WRITTEN TASK: Reproduce the items word for word from their start through the line containing "box: [1, 0, 90, 18]", including that line, and omit the pictures.

RECORD SET:
>>

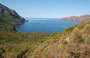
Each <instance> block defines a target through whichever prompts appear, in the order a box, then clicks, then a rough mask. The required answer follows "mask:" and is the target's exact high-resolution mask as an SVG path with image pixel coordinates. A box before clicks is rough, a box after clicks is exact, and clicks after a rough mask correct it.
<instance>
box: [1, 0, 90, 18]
mask: <svg viewBox="0 0 90 58" xmlns="http://www.w3.org/2000/svg"><path fill="white" fill-rule="evenodd" d="M0 3H2V4H3V5H5V6H7V7H9V8H11V9H13V10H15V11H16V12H17V13H19V14H20V15H21V16H23V17H26V18H62V17H69V16H81V15H85V14H90V0H0Z"/></svg>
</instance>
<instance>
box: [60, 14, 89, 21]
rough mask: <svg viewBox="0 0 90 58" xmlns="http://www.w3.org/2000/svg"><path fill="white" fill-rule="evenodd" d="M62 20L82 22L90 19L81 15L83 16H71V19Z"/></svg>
mask: <svg viewBox="0 0 90 58" xmlns="http://www.w3.org/2000/svg"><path fill="white" fill-rule="evenodd" d="M61 19H62V20H71V21H84V20H86V19H90V15H83V16H71V17H64V18H61Z"/></svg>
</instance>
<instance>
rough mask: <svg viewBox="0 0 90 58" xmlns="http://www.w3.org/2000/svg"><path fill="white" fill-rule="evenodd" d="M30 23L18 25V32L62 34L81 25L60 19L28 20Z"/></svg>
mask: <svg viewBox="0 0 90 58" xmlns="http://www.w3.org/2000/svg"><path fill="white" fill-rule="evenodd" d="M26 20H28V22H26V23H24V24H22V25H18V26H17V27H16V29H17V31H18V32H20V33H33V32H45V33H47V34H52V33H53V32H62V31H63V30H65V29H66V28H68V27H71V26H74V25H77V24H80V23H81V22H79V21H68V20H62V19H59V18H26Z"/></svg>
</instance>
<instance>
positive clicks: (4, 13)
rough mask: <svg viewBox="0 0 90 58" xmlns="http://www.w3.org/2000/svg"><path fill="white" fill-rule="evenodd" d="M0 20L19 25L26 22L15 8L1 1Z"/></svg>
mask: <svg viewBox="0 0 90 58" xmlns="http://www.w3.org/2000/svg"><path fill="white" fill-rule="evenodd" d="M0 21H3V22H4V23H9V24H13V25H19V24H23V23H25V22H26V20H25V19H24V18H23V17H21V16H20V15H19V14H18V13H17V12H16V11H15V10H12V9H9V8H8V7H6V6H4V5H3V4H1V3H0Z"/></svg>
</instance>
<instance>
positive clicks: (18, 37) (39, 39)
mask: <svg viewBox="0 0 90 58" xmlns="http://www.w3.org/2000/svg"><path fill="white" fill-rule="evenodd" d="M3 7H4V6H3ZM0 9H4V8H2V7H1V8H0ZM6 9H8V11H5V10H6ZM5 10H4V11H5V12H3V11H2V14H0V58H90V20H86V21H84V22H82V23H81V24H78V25H75V26H72V27H69V28H67V29H66V30H64V31H63V32H61V33H59V32H55V33H53V34H51V35H48V34H46V33H43V32H36V33H19V32H17V31H14V30H13V26H12V25H13V23H14V25H15V24H22V23H24V21H23V20H21V19H15V18H13V16H12V15H10V13H12V12H10V11H11V10H10V9H9V8H6V7H5ZM14 13H15V12H14ZM13 15H14V16H17V15H15V14H13ZM6 17H7V19H5V18H6ZM17 17H19V16H17ZM1 18H2V19H1ZM10 18H12V19H10ZM16 20H17V21H16ZM19 20H20V21H19ZM18 21H19V22H18ZM7 22H8V23H7ZM12 22H13V23H12Z"/></svg>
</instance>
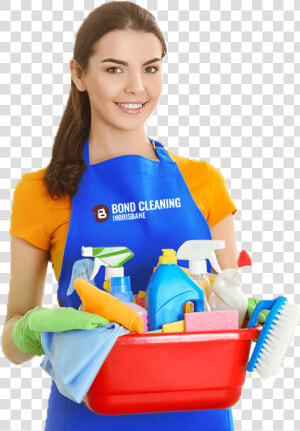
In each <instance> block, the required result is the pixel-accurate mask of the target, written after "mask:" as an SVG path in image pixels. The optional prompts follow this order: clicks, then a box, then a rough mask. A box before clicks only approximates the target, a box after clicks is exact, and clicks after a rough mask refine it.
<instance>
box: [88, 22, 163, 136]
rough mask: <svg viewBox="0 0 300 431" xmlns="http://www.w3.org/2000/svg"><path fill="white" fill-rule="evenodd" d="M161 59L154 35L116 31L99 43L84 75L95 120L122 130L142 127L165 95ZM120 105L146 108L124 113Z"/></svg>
mask: <svg viewBox="0 0 300 431" xmlns="http://www.w3.org/2000/svg"><path fill="white" fill-rule="evenodd" d="M161 55H162V46H161V43H160V41H159V39H158V38H157V37H156V36H155V35H154V34H152V33H146V32H137V31H133V30H115V31H112V32H110V33H107V34H106V35H105V36H103V37H102V38H101V39H99V40H98V41H97V42H96V44H95V54H94V55H93V56H92V57H90V61H89V66H88V71H87V73H86V74H85V75H84V83H85V88H86V90H87V91H88V94H89V99H90V103H91V110H92V117H94V118H95V119H96V120H98V121H99V120H100V121H102V122H104V123H106V124H107V125H110V126H113V127H117V128H120V129H127V130H133V129H137V128H139V127H141V126H142V125H143V124H144V123H145V121H146V120H147V118H148V117H149V116H150V114H151V113H152V112H153V111H154V109H155V107H156V105H157V103H158V101H159V98H160V94H161V91H162V71H161V67H162V64H161ZM113 60H114V61H113ZM124 63H126V64H124ZM120 103H122V104H128V103H132V104H135V103H138V104H140V103H142V104H143V106H142V107H141V108H138V109H129V110H128V112H124V110H122V109H121V108H120V107H119V105H118V104H120ZM134 108H136V107H134ZM125 109H126V108H125Z"/></svg>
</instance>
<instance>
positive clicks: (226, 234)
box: [210, 214, 238, 274]
mask: <svg viewBox="0 0 300 431" xmlns="http://www.w3.org/2000/svg"><path fill="white" fill-rule="evenodd" d="M210 231H211V236H212V239H213V240H217V239H220V240H225V248H223V249H220V250H216V251H215V253H216V256H217V259H218V262H219V265H220V267H221V268H222V269H226V268H234V269H238V264H237V259H238V256H237V250H236V240H235V231H234V224H233V215H232V214H229V215H228V216H227V217H225V218H224V219H223V220H221V221H220V222H219V223H218V224H216V225H215V226H213V227H212V228H210ZM212 272H213V273H214V274H216V272H215V271H214V270H213V268H212Z"/></svg>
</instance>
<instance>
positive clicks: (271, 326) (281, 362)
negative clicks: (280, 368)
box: [247, 296, 299, 379]
mask: <svg viewBox="0 0 300 431" xmlns="http://www.w3.org/2000/svg"><path fill="white" fill-rule="evenodd" d="M262 310H270V313H269V315H268V317H267V319H266V321H265V323H264V325H263V328H262V330H261V332H260V335H259V337H258V340H257V343H256V346H255V349H254V351H253V353H252V356H251V358H250V361H249V363H248V366H247V370H248V371H253V370H255V371H256V372H257V373H258V375H259V376H260V377H261V378H262V379H268V378H270V377H274V376H275V375H276V374H277V372H278V371H279V369H280V367H281V365H282V362H283V359H284V357H285V355H286V352H287V350H288V348H289V345H290V344H291V342H292V338H293V334H294V331H295V328H296V326H297V325H298V321H299V307H298V305H296V304H291V303H288V302H287V299H286V298H285V297H284V296H279V297H278V298H276V299H273V300H263V301H260V302H259V303H258V304H257V306H256V308H255V310H254V311H253V313H252V315H251V318H250V321H249V323H248V328H253V327H254V326H255V325H256V323H257V321H258V319H259V314H260V312H261V311H262Z"/></svg>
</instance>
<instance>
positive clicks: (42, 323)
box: [13, 306, 109, 356]
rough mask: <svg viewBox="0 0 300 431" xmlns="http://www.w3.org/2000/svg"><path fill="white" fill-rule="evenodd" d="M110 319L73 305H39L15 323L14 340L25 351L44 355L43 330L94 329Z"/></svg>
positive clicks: (25, 314) (17, 346) (48, 330)
mask: <svg viewBox="0 0 300 431" xmlns="http://www.w3.org/2000/svg"><path fill="white" fill-rule="evenodd" d="M108 323H109V320H107V319H104V318H103V317H100V316H97V315H96V314H91V313H86V312H85V311H78V310H75V308H72V307H60V308H54V309H49V308H44V307H40V306H37V307H35V308H34V309H33V310H29V311H27V313H26V314H25V316H23V317H22V318H21V319H20V320H19V321H18V322H17V323H16V325H15V327H14V330H13V340H14V342H15V344H16V346H17V347H18V348H19V349H20V350H22V351H23V352H25V353H30V354H33V355H38V356H40V355H43V354H44V353H45V352H44V349H43V346H42V343H41V332H63V331H70V330H72V329H93V328H95V327H96V326H104V325H107V324H108Z"/></svg>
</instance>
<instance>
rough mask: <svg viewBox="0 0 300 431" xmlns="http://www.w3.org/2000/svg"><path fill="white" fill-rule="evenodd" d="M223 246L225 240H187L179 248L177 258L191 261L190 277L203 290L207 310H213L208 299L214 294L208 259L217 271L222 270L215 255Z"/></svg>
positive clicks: (216, 257)
mask: <svg viewBox="0 0 300 431" xmlns="http://www.w3.org/2000/svg"><path fill="white" fill-rule="evenodd" d="M221 248H225V241H221V240H216V241H212V240H189V241H185V242H184V243H183V244H182V245H181V246H180V247H179V249H178V250H177V258H178V259H183V260H188V261H189V274H190V277H191V278H192V279H193V280H194V281H195V282H196V283H197V284H198V285H199V286H200V287H201V289H202V290H203V293H204V310H205V311H211V307H210V305H209V303H208V299H209V298H210V297H213V296H214V291H213V289H212V287H211V283H210V280H209V278H208V276H207V264H206V259H207V260H209V261H210V263H211V265H212V267H213V268H214V269H215V271H216V272H219V273H220V272H222V269H221V268H220V265H219V263H218V260H217V257H216V255H215V250H218V249H221Z"/></svg>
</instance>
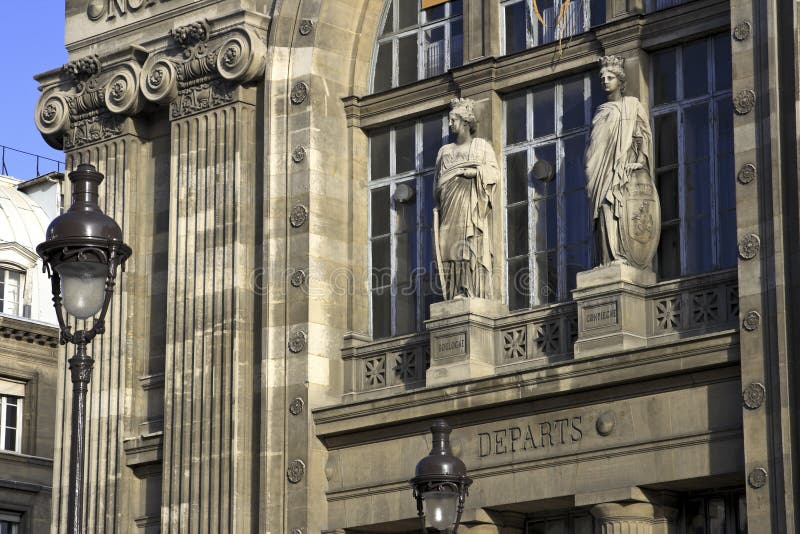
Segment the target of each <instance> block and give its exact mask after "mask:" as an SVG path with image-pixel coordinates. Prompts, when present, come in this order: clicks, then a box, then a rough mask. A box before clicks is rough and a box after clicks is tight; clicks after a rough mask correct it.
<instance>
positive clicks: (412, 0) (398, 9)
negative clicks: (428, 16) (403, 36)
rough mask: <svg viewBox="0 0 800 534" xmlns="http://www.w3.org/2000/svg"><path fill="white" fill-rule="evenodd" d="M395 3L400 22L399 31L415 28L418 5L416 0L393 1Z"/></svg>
mask: <svg viewBox="0 0 800 534" xmlns="http://www.w3.org/2000/svg"><path fill="white" fill-rule="evenodd" d="M394 1H395V2H397V7H398V12H399V17H398V20H399V22H400V26H399V29H401V30H402V29H404V28H408V27H410V26H415V25H416V24H417V23H418V22H419V21H418V13H419V5H418V4H417V0H394Z"/></svg>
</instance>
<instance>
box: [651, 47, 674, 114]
mask: <svg viewBox="0 0 800 534" xmlns="http://www.w3.org/2000/svg"><path fill="white" fill-rule="evenodd" d="M651 61H652V65H653V105H656V106H657V105H659V104H665V103H667V102H673V101H675V99H677V98H678V92H677V89H676V87H677V76H676V72H677V70H676V67H677V65H676V52H675V50H669V51H667V52H661V53H659V54H654V55H653V57H652V60H651Z"/></svg>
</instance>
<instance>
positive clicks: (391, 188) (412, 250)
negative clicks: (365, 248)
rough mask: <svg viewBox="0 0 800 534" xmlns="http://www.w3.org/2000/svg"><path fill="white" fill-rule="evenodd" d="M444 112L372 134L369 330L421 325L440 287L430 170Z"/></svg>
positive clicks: (404, 332)
mask: <svg viewBox="0 0 800 534" xmlns="http://www.w3.org/2000/svg"><path fill="white" fill-rule="evenodd" d="M446 135H447V120H446V116H443V115H436V116H433V117H425V118H422V119H419V120H416V121H414V122H407V123H403V124H398V125H395V126H392V127H391V128H387V129H383V130H380V131H376V132H372V133H371V134H370V180H369V203H370V221H369V228H370V261H371V273H372V276H371V281H370V289H371V299H372V335H373V337H375V338H381V337H388V336H395V335H402V334H408V333H411V332H416V331H419V330H421V329H422V326H423V325H422V323H423V321H424V320H425V319H426V318H427V314H428V306H429V304H430V303H431V302H433V301H434V300H436V298H437V297H436V295H437V294H439V291H438V290H437V289H435V288H434V286H433V284H435V283H436V279H435V270H434V265H433V237H432V235H433V234H432V231H431V228H432V223H433V221H432V217H433V186H434V184H433V173H434V168H433V167H434V164H435V163H436V154H437V153H438V151H439V148H440V147H441V146H442V143H443V141H444V139H445V137H446Z"/></svg>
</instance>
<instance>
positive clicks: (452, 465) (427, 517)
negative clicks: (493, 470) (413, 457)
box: [410, 419, 472, 534]
mask: <svg viewBox="0 0 800 534" xmlns="http://www.w3.org/2000/svg"><path fill="white" fill-rule="evenodd" d="M450 430H451V429H450V426H449V425H448V424H447V423H446V422H445V421H443V420H441V419H438V420H436V421H434V423H433V425H432V426H431V434H432V438H433V439H432V442H433V446H432V447H431V452H430V454H428V456H426V457H425V458H423V459H422V460H420V461H419V463H418V464H417V470H416V476H415V477H414V478H412V479H411V481H410V482H411V486H412V487H413V488H414V498H415V499H416V500H417V513H418V514H419V518H420V522H421V524H422V532H423V533H425V532H427V530H426V529H427V528H428V527H432V528H434V529H435V530H436V531H438V532H449V533H452V534H455V533H456V532H458V524H459V523H460V522H461V513H462V512H463V511H464V500H465V498H466V497H467V493H468V492H467V490H468V488H469V485H470V484H472V479H470V478H469V477H468V476H467V467H466V466H465V465H464V462H462V461H461V460H459V459H458V458H456V457H455V456H453V452H452V451H451V450H450Z"/></svg>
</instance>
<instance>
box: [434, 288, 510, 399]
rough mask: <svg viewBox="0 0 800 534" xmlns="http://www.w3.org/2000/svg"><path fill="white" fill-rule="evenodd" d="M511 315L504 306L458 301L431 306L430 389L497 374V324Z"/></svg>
mask: <svg viewBox="0 0 800 534" xmlns="http://www.w3.org/2000/svg"><path fill="white" fill-rule="evenodd" d="M506 313H508V307H507V306H506V305H505V304H503V303H502V302H498V301H494V300H486V299H476V298H472V299H455V300H450V301H446V302H438V303H436V304H432V305H431V318H430V320H429V321H427V323H425V327H426V328H427V329H428V331H429V332H430V334H431V353H430V354H431V365H430V367H429V368H428V370H427V372H426V375H425V380H426V384H427V385H428V386H435V385H437V384H446V383H451V382H457V381H459V380H467V379H470V378H476V377H481V376H488V375H491V374H494V368H495V343H494V330H493V326H494V320H495V319H497V318H498V317H501V316H502V315H504V314H506Z"/></svg>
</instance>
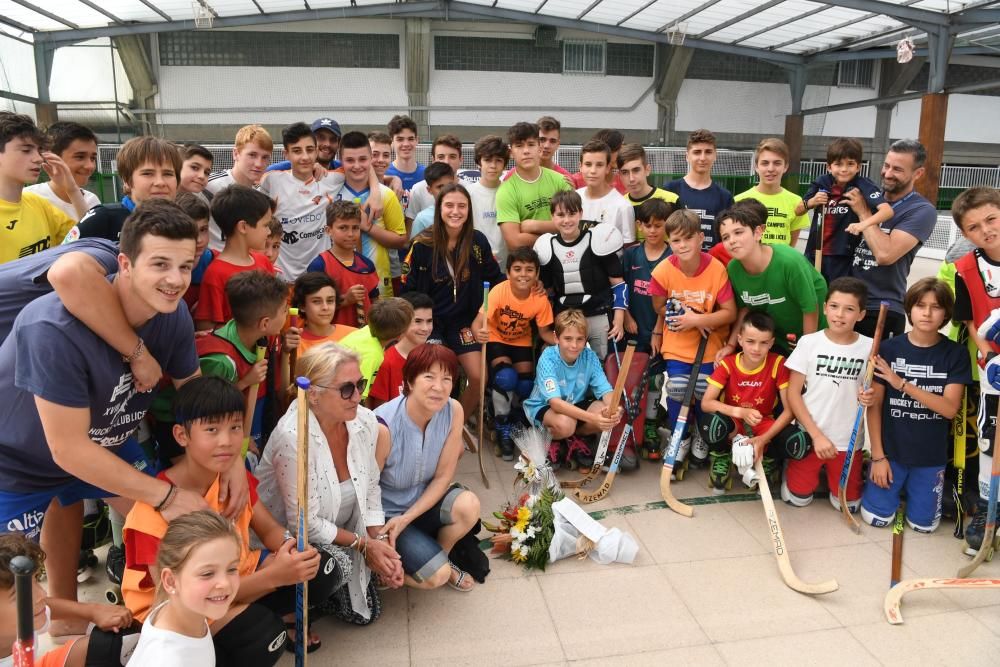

<<

REPLY TO THE EXERCISE:
Each <instance> block defines a target through whichever prompts appear, in the order a box, then clicks, then a rough mask. The required answer follows "mask:" and is the target's exact high-resolution mask as an SVG path with image pixel coordinates. A box before clicks is rough, a box after clicks is exact, and clicks after a rough mask correct it.
<instance>
box: [1, 0, 90, 18]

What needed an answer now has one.